The second Pugh family member was my uncle Richard (Dick) Pugh who also lived on Pear Tree Avenue across the road from us. He was I believe a bit older than my father.  If my recollections are correct he was mentioned in dispatches during the war in Burma.
One other quick note. I see Jackie Pugh on the list - He was my cousin and lived in Thrybergh. He became extremely well known as an angler and was mentioned in the Daily Mirror newspaper on Several occasions I believe. He would have gone down the pit I guess round about 1965.
Yet a further note - one of my uncles was in the disaster of 1966 - George Smith who tragically was one of the fatalities.


Edward G. Briggs a 68 year old Bricklayer was working at the base of a ten foot high nest of economies repairing the brickwork inside one of the chambers. Water at 240 degrees Fahrenheit with a pressure of 130 lbs was passing through the Economies as Edward worked, suddenly a rubber plug blew off releasing the water which created a chamber full of steam, incredibly he climbed out of the chamber on a ladder after the steam had been turned off. We can only imagine the severity of the scalding he received, and the pain he suffered. This accident happened on the 25th August 1942 and Edward passed away on the following day. 

On the 25th November 1942 John Thomas Kearns a 41 year old Ripper was using debris from a ripping lip to stow up one of the old gates when he was hit by a falling piece of stone he died from his injuries within hours.

Frank Brozier a 31 year old Collier was killed by falling stone on the 12th December 1942. Shortly after this incident Thomas Colquit an 18 year old Supply lad was taking a bar along conveyor gate on the 17th December 1942 when he was struck down and buried by a falling girder and falling dirt.

Roy Osborne a 17 year old Face Conveyor Attendant was riding a gate conveyor outbye on the 23 February 1943 and his foot was caught in the longitudinal slit which carried him around the delivery end, Roy died on the 24th December the following day.
Ironically another Conveyor Attendant one Leslie Grainger age 19 met a similar fate on the 22nd July 1942 when he took an illegal ride outbye on a belt conveyor towards the end of the shift, Leslie passed under some scaffold which was being used for repair work then he decided to jump of the belt and in doing so he was caught between the conveyor frame rollers and the belt, he survived for just three hours

On the 14th January 1944 John Henry Pike a 62 year old Haulage Corporal was hit by loaded tubs which had been in a collision with 14 run away derailed tubs

Two days later on the 16th January Albert Rackham a 59 year old Labourer was working with a Washery Attendant cleaning out the water softening tank which was constructed in sections, there was just one door remaining to be slid back into position when Albert lost his footing and fell into the tank which was fourteen foot in depth with a temperature of 40 degrees Centigrade, he was rescued from the tank almost immediately but survived only half an hour.

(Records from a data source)
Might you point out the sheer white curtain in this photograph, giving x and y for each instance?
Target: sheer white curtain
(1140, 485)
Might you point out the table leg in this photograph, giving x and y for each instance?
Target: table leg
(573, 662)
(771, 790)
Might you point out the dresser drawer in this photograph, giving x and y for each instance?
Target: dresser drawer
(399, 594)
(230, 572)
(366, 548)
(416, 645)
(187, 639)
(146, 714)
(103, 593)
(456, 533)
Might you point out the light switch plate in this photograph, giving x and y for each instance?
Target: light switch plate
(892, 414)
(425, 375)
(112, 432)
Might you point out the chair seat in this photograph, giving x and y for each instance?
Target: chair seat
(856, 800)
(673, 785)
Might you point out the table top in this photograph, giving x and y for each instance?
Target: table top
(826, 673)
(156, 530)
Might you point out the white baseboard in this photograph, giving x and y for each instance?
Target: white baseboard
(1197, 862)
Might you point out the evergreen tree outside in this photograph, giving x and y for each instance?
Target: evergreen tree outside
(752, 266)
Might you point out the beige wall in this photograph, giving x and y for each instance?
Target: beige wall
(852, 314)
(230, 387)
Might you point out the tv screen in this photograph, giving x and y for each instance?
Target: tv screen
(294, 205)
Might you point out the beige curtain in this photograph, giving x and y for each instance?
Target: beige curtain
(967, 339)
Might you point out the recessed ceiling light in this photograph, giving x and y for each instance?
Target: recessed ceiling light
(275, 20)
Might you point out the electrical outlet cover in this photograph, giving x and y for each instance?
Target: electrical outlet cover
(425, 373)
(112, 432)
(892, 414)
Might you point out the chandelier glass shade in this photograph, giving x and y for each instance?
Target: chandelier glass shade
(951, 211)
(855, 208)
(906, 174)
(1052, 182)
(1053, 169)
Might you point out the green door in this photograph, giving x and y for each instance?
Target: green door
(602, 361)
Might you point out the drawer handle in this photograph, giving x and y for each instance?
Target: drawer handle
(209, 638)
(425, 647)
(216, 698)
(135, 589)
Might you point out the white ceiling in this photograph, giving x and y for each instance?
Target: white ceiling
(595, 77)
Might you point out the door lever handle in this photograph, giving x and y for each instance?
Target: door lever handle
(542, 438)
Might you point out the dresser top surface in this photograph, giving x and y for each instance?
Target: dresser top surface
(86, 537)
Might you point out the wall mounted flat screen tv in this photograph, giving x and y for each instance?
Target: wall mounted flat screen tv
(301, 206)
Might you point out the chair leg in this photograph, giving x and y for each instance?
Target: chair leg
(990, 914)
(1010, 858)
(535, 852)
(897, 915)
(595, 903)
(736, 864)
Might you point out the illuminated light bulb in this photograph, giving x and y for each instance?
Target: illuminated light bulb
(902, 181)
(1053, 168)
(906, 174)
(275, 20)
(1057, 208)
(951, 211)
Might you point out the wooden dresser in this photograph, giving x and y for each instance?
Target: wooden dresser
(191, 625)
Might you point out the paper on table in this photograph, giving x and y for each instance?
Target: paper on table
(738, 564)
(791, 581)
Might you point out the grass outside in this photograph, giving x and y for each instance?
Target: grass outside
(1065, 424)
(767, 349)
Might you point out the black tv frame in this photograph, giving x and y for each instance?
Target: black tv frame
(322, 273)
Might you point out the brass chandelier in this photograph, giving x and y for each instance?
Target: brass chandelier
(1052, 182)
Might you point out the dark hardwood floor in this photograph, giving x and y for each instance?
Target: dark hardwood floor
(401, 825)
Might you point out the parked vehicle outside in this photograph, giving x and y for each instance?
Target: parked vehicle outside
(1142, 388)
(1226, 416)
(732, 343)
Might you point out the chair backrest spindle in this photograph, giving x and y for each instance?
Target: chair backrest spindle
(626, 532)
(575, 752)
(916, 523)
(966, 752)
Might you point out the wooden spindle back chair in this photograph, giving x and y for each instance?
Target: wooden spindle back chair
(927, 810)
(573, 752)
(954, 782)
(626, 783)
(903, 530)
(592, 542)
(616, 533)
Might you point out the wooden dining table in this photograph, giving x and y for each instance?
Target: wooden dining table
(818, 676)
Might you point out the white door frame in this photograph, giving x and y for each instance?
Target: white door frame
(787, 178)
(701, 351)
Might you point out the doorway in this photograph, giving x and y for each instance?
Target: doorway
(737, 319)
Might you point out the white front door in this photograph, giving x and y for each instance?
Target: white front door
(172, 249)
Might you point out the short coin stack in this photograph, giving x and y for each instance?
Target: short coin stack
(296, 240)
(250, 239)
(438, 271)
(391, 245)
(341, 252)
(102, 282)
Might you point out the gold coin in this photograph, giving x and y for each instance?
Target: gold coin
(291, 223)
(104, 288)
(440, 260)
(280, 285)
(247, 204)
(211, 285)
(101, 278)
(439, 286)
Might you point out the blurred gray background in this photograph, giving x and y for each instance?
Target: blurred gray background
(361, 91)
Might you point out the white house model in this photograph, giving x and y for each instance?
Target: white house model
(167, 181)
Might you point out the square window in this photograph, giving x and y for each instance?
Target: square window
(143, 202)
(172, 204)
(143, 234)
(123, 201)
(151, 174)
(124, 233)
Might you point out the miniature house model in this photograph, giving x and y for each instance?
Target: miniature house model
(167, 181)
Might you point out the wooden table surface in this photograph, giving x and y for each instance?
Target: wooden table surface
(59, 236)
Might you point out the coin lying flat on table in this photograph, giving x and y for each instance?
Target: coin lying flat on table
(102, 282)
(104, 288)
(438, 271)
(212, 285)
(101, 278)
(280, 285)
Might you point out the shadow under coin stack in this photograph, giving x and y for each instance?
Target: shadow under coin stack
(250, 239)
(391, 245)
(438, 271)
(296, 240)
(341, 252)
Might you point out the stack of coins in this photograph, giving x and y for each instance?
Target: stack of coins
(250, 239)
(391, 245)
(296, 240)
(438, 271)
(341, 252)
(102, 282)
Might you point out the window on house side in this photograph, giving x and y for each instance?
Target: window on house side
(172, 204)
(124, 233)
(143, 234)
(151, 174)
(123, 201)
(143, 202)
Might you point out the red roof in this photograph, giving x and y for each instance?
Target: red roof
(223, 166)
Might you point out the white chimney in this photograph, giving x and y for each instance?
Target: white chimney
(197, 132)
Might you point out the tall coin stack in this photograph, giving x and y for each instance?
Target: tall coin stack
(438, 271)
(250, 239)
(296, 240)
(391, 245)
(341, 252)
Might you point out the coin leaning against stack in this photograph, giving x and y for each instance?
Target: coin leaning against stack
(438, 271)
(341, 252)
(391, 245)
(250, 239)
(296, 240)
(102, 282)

---

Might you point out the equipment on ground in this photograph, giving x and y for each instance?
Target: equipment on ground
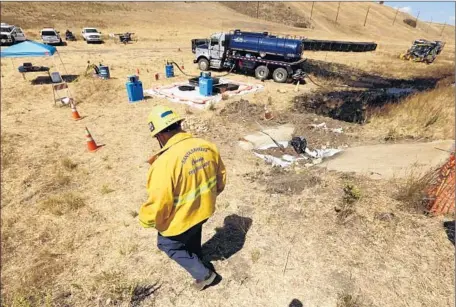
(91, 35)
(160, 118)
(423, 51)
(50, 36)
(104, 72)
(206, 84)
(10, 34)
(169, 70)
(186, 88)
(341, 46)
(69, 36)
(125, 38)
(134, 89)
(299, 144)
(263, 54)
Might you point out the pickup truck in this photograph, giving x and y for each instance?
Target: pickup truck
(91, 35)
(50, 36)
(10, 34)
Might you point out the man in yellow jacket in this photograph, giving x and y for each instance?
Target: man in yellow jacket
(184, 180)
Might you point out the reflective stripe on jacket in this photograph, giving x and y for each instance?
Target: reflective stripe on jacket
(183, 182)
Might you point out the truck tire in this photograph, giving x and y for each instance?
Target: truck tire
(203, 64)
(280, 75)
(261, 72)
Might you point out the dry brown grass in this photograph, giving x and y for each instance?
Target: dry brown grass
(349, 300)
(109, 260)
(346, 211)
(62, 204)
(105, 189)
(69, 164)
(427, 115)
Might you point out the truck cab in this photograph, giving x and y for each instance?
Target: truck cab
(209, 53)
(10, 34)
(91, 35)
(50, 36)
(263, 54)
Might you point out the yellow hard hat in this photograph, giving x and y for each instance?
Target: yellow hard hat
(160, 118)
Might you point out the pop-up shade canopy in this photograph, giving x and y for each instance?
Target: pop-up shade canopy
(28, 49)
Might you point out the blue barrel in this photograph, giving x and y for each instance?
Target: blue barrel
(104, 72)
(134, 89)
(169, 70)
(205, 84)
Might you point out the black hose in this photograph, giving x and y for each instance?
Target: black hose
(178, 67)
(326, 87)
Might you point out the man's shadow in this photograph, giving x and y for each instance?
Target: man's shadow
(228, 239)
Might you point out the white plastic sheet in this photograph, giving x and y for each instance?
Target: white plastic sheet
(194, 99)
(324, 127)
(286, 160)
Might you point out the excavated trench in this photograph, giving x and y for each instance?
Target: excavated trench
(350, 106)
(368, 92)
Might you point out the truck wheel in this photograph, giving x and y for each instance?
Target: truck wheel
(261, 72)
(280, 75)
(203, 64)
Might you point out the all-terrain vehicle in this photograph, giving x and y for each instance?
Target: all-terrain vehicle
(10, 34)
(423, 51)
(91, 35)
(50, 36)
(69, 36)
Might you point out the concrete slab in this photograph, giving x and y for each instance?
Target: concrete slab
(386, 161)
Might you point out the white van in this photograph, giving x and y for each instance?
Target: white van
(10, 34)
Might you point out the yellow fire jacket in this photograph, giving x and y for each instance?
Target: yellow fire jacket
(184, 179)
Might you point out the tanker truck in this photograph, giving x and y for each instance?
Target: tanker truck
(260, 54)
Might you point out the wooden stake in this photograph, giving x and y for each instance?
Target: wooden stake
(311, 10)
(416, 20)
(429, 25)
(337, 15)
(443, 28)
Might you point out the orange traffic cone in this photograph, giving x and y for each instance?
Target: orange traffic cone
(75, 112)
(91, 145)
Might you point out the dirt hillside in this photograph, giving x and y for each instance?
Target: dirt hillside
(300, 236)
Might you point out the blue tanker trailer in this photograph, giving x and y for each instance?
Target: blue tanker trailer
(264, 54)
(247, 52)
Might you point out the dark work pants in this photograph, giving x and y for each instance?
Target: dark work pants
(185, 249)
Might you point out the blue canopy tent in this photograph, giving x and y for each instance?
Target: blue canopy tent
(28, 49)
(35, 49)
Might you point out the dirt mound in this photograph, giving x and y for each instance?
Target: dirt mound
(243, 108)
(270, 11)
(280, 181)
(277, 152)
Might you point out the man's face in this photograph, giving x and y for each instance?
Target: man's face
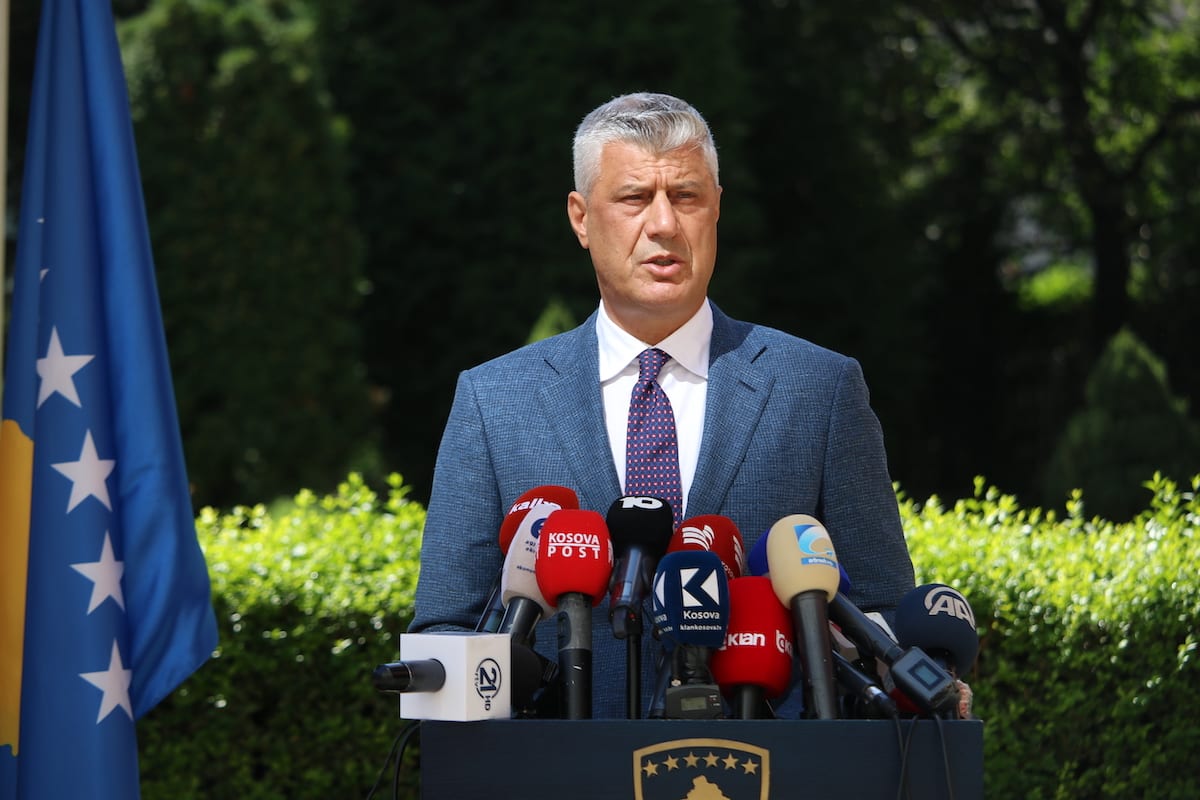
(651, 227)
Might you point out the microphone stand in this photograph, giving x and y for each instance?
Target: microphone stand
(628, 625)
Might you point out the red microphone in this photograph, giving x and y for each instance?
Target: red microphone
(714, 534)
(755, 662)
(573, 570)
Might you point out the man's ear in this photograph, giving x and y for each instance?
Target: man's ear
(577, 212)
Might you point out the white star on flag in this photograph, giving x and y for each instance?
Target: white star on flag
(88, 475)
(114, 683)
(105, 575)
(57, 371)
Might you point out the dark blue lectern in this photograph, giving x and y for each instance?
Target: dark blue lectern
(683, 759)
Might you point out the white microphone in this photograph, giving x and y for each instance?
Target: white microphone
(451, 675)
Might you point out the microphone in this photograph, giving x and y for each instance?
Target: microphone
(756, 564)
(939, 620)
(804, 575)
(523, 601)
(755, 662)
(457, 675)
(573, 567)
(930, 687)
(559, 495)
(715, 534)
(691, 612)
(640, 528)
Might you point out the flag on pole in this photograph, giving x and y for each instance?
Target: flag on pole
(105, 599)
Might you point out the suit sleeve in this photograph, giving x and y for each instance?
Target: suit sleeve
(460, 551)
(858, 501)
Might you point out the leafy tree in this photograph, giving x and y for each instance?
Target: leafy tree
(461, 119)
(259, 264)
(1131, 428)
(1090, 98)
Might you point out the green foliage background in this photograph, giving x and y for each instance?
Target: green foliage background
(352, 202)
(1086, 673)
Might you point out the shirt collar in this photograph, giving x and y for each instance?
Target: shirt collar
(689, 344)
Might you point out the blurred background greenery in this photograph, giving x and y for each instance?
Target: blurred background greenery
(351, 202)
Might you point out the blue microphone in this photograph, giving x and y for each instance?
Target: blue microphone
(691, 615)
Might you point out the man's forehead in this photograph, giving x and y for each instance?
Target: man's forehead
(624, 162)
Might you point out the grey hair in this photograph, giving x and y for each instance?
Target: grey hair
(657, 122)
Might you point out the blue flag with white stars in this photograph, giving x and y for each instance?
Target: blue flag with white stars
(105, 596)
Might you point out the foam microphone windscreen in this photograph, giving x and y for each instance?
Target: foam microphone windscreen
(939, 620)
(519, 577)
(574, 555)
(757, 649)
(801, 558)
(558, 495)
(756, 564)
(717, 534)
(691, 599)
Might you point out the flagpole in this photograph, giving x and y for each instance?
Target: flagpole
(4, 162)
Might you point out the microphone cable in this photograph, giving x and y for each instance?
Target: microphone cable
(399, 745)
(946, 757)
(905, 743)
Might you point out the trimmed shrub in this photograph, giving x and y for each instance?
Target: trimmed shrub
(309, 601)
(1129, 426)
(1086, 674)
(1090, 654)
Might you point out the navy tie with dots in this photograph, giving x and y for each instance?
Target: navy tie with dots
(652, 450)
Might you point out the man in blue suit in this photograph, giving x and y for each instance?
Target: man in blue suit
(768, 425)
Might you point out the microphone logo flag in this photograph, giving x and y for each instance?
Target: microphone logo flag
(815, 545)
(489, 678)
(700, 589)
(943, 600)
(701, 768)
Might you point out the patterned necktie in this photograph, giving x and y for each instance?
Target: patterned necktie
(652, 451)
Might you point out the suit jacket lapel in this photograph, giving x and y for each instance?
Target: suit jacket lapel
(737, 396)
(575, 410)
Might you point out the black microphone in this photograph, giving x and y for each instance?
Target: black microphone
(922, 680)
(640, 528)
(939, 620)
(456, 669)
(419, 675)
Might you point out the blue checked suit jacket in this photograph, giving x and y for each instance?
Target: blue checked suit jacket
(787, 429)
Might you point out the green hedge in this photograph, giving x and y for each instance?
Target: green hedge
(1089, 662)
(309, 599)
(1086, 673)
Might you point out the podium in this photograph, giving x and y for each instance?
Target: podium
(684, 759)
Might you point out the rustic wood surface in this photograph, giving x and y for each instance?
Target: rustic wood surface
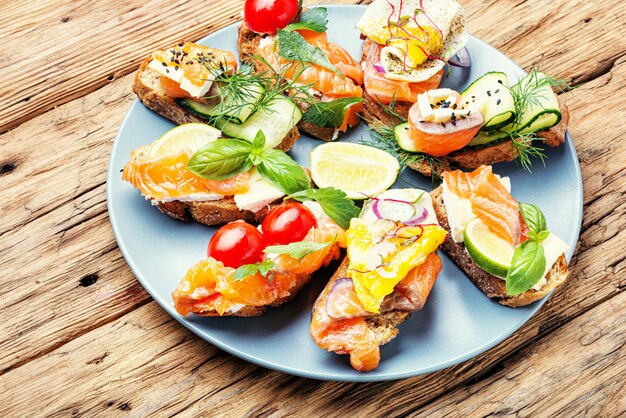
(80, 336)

Requirement A: Rewrite the paragraph of the mining accidents text beginning "Two days later on the 16th January" in a more concise form, keeping its main facts.
Requirement B: Locate every line of the records that contains the string "sleeve" and copy each one. The match is case-sensitive.
The text and the records come from separate sources.

Answer A: Two days later, on 16 January, Albert Rackham, a 59-year-old Labourer, was cleaning out a sectional water softening tank with a Washery Attendant. With one door left to slide back into position, he lost his footing and fell into the tank, which was fourteen feet deep and at 40 degrees Centigrade. He was rescued almost immediately but survived only half an hour.

Answer B:
Might you point out the suit sleeve in this photograph, giving x and y for each instance?
Target: suit sleeve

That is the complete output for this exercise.